Task goal: Print the post about Twitter's purchase of Trendrr in full, word for word.

As I discussed in a previous CEM blog post, Twitter has been expanding its advertising strategy with the TV ad targeting program. In another move toward this goal, Twitter recently purchased Trendrr, an analytics company that tracks real-time data on social media engagement that involves content on TV. Experts have noted that this is partially a move toward more focus on TV advertising as well as a competitive play against Facebook.
Trendrr: Real-Time Data
Trendrr is a company that provides analytics services to big names such as MTV, ABC, Univision, and Telemundo. Twitter chose to purchase Trendrr because of their focus on real-time social media data. In addition, Trendrr already has a product that is specific to and certified by Twitter called Curatorr. This program allows brands to discover what tweets are most relevant during a specific event, such as the VMAs, which saw significant activity on Twitter.
Twitter’s Focus on TV
Along with its recent acquisition of Bluefin Labs, Twitter is rapidly expanding its TV ad targeting program and focus on TV and social media analytics. The popular social media site has a clear goal of both bringing in more advertising revenue and increasing user engagement through the significant relationship between TV viewership and Twitter activity. While other social networks have expressed interest in this connection too, Twitter is moving at a much faster pace in this goal.

(Pointing dataset records)
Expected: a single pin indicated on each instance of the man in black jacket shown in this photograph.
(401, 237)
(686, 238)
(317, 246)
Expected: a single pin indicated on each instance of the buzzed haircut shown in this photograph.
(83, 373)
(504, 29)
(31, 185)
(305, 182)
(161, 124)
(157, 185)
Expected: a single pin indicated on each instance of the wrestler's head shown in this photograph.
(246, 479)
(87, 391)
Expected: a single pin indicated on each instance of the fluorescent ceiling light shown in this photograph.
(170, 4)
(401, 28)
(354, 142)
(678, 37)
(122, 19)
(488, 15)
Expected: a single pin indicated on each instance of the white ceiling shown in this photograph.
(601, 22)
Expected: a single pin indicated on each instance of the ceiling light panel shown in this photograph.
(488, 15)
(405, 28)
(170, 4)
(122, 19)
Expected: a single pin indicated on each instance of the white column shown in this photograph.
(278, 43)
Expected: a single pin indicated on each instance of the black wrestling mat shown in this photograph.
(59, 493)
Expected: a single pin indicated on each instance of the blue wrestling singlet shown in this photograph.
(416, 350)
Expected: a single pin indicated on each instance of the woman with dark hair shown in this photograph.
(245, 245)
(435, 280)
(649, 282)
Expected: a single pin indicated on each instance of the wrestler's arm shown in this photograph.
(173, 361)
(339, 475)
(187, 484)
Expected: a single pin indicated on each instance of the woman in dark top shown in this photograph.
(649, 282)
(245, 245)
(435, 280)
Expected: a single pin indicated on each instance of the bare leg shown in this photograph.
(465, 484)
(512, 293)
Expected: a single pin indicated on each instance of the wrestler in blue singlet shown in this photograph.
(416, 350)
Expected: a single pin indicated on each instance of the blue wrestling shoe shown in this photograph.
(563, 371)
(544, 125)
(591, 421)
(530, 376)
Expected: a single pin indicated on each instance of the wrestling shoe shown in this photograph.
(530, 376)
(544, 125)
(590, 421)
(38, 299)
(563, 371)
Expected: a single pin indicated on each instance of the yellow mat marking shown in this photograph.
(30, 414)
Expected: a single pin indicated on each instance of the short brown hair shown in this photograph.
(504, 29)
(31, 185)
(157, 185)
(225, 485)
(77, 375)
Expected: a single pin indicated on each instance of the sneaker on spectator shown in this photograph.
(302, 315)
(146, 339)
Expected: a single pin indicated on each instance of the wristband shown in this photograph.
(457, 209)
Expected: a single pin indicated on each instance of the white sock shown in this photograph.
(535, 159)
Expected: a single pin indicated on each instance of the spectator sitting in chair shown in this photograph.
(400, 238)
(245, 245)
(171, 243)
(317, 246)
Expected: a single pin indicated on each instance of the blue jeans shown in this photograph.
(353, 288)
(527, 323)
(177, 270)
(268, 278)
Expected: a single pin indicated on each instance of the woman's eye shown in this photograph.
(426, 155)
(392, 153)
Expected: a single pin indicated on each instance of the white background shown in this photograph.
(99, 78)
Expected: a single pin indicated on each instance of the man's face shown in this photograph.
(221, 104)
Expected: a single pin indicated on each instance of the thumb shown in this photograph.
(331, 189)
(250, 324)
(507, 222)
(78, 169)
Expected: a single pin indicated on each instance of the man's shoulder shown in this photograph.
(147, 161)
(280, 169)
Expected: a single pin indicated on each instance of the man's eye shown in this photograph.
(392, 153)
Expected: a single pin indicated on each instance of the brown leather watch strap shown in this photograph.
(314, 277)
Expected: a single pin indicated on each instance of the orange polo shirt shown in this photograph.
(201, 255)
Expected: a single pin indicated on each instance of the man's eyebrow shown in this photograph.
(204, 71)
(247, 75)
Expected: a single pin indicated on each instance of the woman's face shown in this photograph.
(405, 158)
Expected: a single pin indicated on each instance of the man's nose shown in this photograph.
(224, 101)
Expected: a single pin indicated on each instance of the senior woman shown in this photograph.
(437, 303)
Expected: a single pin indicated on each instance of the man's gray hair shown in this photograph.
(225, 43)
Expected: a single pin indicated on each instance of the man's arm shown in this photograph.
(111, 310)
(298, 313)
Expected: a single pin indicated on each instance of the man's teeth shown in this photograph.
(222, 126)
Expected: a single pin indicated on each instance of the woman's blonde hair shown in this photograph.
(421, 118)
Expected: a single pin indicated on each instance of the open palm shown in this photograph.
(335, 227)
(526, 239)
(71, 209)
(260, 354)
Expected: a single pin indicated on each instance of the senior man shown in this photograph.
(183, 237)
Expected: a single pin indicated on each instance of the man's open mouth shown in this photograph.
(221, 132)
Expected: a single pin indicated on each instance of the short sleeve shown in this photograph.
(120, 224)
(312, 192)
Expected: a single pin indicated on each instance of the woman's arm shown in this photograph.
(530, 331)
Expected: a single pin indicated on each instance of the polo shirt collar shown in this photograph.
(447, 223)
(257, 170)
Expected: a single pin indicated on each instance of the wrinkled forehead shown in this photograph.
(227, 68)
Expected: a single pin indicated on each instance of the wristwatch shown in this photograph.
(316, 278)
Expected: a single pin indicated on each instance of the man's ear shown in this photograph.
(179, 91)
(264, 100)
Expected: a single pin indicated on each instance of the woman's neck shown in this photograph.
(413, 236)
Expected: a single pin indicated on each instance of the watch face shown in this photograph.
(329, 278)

Final result:
As I discussed in a previous CEM blog post, Twitter has been expanding its advertising strategy with the TV ad targeting program. In another move toward this goal, Twitter recently purchased Trendrr, an analytics company that tracks real-time data on social media engagement that involves content on TV. Experts have noted that this is partially a move toward more focus on TV advertising as well as a competitive play against Facebook.
Trendrr: Real-Time Data
Trendrr is a company that provides analytics services to big names such as MTV, ABC, Univision, and Telemundo. Twitter chose to purchase Trendrr because of their focus on real-time social media data. In addition, Trendrr already has a product that is specific to and certified by Twitter called Curatorr. This program allows brands to discover what tweets are most relevant during a specific event, such as the VMAs, which saw significant activity on Twitter.
Twitter’s Focus on TV
Along with its recent acquisition of Bluefin Labs, Twitter is rapidly expanding its TV ad targeting program and focus on TV and social media analytics. The popular social media site has a clear goal of both bringing in more advertising revenue and increasing user engagement through the significant relationship between TV viewership and Twitter activity. While other social networks have expressed interest in this connection too, Twitter is moving at a much faster pace in this goal.